• **Task brief**
Return the whole listing exactly, omitting the pictures.
(Available records begins)
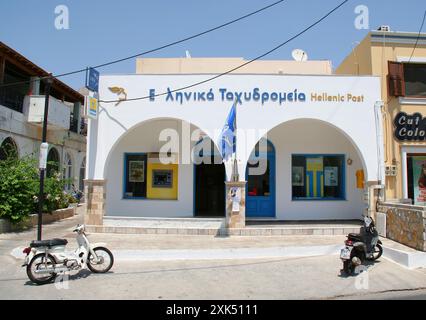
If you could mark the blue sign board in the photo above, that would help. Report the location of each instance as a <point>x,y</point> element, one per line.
<point>93,80</point>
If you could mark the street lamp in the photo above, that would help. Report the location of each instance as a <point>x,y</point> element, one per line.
<point>43,154</point>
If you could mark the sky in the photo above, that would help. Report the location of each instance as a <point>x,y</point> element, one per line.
<point>101,31</point>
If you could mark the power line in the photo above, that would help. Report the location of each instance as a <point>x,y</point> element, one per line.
<point>237,68</point>
<point>418,37</point>
<point>158,48</point>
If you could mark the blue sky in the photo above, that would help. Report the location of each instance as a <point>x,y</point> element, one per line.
<point>101,30</point>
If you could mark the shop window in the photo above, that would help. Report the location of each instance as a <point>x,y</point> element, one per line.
<point>407,79</point>
<point>135,173</point>
<point>318,177</point>
<point>417,178</point>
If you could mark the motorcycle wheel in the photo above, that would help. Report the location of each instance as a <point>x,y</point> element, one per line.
<point>378,252</point>
<point>106,260</point>
<point>347,268</point>
<point>36,263</point>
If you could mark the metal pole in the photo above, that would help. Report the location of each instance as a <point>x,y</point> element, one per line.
<point>48,83</point>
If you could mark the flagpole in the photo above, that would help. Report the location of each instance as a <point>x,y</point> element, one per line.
<point>236,176</point>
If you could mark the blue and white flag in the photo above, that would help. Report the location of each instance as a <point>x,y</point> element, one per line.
<point>228,139</point>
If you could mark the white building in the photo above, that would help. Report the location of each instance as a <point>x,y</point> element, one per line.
<point>322,135</point>
<point>22,111</point>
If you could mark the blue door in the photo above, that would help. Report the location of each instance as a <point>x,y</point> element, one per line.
<point>260,202</point>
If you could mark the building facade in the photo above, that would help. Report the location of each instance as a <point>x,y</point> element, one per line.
<point>317,136</point>
<point>22,111</point>
<point>399,59</point>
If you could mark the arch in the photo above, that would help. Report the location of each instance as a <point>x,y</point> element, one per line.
<point>140,124</point>
<point>328,124</point>
<point>9,149</point>
<point>53,162</point>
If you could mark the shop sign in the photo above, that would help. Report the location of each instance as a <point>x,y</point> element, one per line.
<point>410,127</point>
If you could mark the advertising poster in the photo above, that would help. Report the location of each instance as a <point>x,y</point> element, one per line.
<point>137,171</point>
<point>419,179</point>
<point>331,175</point>
<point>298,176</point>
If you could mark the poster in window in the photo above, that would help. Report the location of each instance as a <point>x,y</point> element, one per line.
<point>331,175</point>
<point>162,179</point>
<point>419,178</point>
<point>137,171</point>
<point>298,176</point>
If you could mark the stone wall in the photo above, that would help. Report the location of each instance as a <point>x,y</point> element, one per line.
<point>405,224</point>
<point>32,221</point>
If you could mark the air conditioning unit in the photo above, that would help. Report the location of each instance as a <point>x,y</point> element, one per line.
<point>391,171</point>
<point>384,29</point>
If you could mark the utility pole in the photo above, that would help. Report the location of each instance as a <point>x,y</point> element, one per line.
<point>43,155</point>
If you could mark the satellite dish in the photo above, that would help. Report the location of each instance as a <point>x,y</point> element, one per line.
<point>300,55</point>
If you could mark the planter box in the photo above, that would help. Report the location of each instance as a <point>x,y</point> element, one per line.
<point>32,220</point>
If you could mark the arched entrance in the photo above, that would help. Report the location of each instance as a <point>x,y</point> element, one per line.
<point>260,202</point>
<point>68,172</point>
<point>8,149</point>
<point>209,181</point>
<point>53,161</point>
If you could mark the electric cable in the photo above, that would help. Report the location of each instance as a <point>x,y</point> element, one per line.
<point>155,49</point>
<point>418,37</point>
<point>236,68</point>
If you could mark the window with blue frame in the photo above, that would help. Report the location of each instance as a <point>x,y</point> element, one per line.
<point>318,177</point>
<point>135,176</point>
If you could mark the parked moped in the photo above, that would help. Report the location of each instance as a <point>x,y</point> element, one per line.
<point>46,259</point>
<point>361,247</point>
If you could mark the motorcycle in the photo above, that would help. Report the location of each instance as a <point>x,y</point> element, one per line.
<point>46,259</point>
<point>360,248</point>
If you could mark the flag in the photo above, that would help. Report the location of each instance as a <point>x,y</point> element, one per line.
<point>228,138</point>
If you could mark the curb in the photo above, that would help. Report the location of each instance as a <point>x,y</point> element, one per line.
<point>410,260</point>
<point>225,254</point>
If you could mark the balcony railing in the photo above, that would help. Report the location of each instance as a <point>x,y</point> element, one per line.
<point>59,113</point>
<point>12,99</point>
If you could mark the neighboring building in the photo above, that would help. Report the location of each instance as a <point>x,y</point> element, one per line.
<point>391,56</point>
<point>22,112</point>
<point>321,147</point>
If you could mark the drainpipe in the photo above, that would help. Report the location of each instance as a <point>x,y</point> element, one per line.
<point>378,107</point>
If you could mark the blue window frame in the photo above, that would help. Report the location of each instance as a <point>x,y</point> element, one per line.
<point>135,176</point>
<point>318,177</point>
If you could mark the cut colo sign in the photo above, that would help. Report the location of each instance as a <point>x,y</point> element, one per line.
<point>256,95</point>
<point>410,128</point>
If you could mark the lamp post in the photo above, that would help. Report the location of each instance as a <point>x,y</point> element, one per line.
<point>43,155</point>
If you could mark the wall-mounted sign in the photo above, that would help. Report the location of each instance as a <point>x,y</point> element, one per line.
<point>331,176</point>
<point>162,179</point>
<point>298,174</point>
<point>92,107</point>
<point>137,171</point>
<point>410,127</point>
<point>92,80</point>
(Available records ends)
• **Written solution**
If you could mark the blue sign board in the photo above, that would help. Report the location of each instance as a <point>x,y</point> element, one per line.
<point>93,80</point>
If you could mark the street lamp in the photo above, that would help. Report the location of each instance as a <point>x,y</point> element, one per line.
<point>43,154</point>
If you could mark the sky in the photo above, that would help. Report the location of each instance as a <point>x,y</point> element, one per line.
<point>101,31</point>
If you could mark the power line in the photo above, that would help. Report the location of each instance as a <point>x,y</point> element, one per line.
<point>237,68</point>
<point>418,37</point>
<point>158,48</point>
If you could mark the blue sky in the photo above, that would help. Report the location of each instance as a <point>x,y</point> element, one per line.
<point>101,30</point>
If you could mark the shop window in the photo above, that would help. Report the location of each instance as a <point>x,y</point> element, one per line.
<point>407,79</point>
<point>135,173</point>
<point>318,177</point>
<point>417,178</point>
If you could mark the motorcycle wheel in the photo above, that would help. Report the location of each instance as a <point>x,y</point> element, one per line.
<point>378,252</point>
<point>106,260</point>
<point>347,268</point>
<point>36,263</point>
If you could mark the metal pole in the photo above, that would help. Report the location of each instance as a <point>x,y</point> element, one per line.
<point>48,83</point>
If you could mark the flagpole in the photo above, that would help. Report the location of each instance as a <point>x,y</point> element, one per line.
<point>236,176</point>
If you could mark the blue and white flag in the photo above, that would help. Report the location of each instance as a <point>x,y</point> element, one per line.
<point>228,139</point>
If you could mark the white building in the photo above, that would help. Report the location of each instance as a <point>x,y</point> element, one per line.
<point>322,135</point>
<point>22,111</point>
If you could mark the blue door in the photo above, that would help. Report the location of each instance as a <point>x,y</point> element, one per line.
<point>260,202</point>
If you could mark the building facade in the photo above, that would help. Report the location of each instance as a <point>x,y</point> element, one per line.
<point>317,136</point>
<point>22,111</point>
<point>399,59</point>
If you could mark the arch in the photo above, that would help. Report the location of each instance as a <point>x,y</point> element, one per line.
<point>140,124</point>
<point>328,124</point>
<point>9,149</point>
<point>53,162</point>
If you could mark the shop sign in the photo above, that would help. Report the location of each instance as a <point>x,y</point> element, one per line.
<point>410,127</point>
If you could mark the advertising poster in the photo above, that would help. Report the location of each instance as a <point>x,y</point> element, one per line.
<point>137,171</point>
<point>419,179</point>
<point>331,175</point>
<point>298,176</point>
If you could mark the poster in window in the photo above, that would help. Report the location of each instance as a <point>x,y</point> element, one per line.
<point>331,175</point>
<point>162,179</point>
<point>419,178</point>
<point>137,171</point>
<point>298,176</point>
If you could mark the stone wall in the photo above, that would help. Report the location of each instance as a <point>x,y</point> element, one per line.
<point>405,224</point>
<point>32,221</point>
If you could mark the air conditioning unit in the photo above, that would help. Report the location of each instance as a <point>x,y</point> element, one per line.
<point>391,171</point>
<point>384,29</point>
If you could mark the utility pole in the photo above, that would help. Report the location of each instance as a <point>x,y</point> element, one per line.
<point>43,155</point>
If you could mark the satellite dish in the photo above, that would help. Report the location of each instance as a <point>x,y</point> element, one per line.
<point>300,55</point>
If you could mark the planter box in the photo above, that would help. Report the location of each instance as a <point>x,y</point> element, one per line.
<point>32,220</point>
If you could mark the arched entrance in the photo above, that would help. Report the location of each instance as a <point>x,y</point> element, one per line.
<point>260,202</point>
<point>68,172</point>
<point>8,149</point>
<point>209,181</point>
<point>53,161</point>
If you could mark the electric cable in the photo above, that would help. Report the location of each instance as a <point>x,y</point> element, one per line.
<point>155,49</point>
<point>418,37</point>
<point>236,68</point>
If you could mark the window with blue frame in the photo above, that would help. Report the location of each instance as a <point>x,y</point> element, one per line.
<point>318,177</point>
<point>135,176</point>
If you could mark the parked moped in the photo above, that would help. Report the location of each instance as a <point>x,y</point> element, one per line.
<point>46,259</point>
<point>361,247</point>
If you could mark the motorcycle in the photo above, that would help. Report the location of each instance as a <point>x,y</point> element, one per line.
<point>46,259</point>
<point>360,248</point>
If you could mark the flag in the photo above, that would help. Report the location of each instance as a <point>x,y</point> element, one per line.
<point>228,138</point>
If you could mark the curb in the photo above, that would help. Report the location of each instance as a <point>x,y</point> element, one per line.
<point>410,260</point>
<point>225,254</point>
If you could mark the balcony railing in the photo above, that would help. Report the location of each instance as a <point>x,y</point> element, one per line.
<point>59,113</point>
<point>12,99</point>
If you could mark the neighboring building in the photo above, that would help. Report the location of each instance as a <point>x,y</point> element, one per line.
<point>391,56</point>
<point>22,112</point>
<point>321,147</point>
If you could mark the drainpipe in the photo above, that would help. Report the location of each instance as a <point>x,y</point> element, one per line.
<point>378,107</point>
If you could mark the blue window frame in the photo above, that would help. Report the location of each instance as a <point>x,y</point> element, one per line.
<point>135,176</point>
<point>318,177</point>
If you could mark the cut colo sign in the photo above, that would help. Report the location of each instance as a <point>x,y</point> element, one per line.
<point>256,95</point>
<point>410,128</point>
If you could mark the lamp post in the photo above, that would help. Report the location of each instance as a <point>x,y</point> element, one per line.
<point>43,155</point>
If you could mark the wall-mounted sign in the photo above, that would help. Report the location of each instance as a <point>x,y</point> element, one per line.
<point>331,176</point>
<point>162,179</point>
<point>298,174</point>
<point>92,107</point>
<point>137,171</point>
<point>410,127</point>
<point>92,80</point>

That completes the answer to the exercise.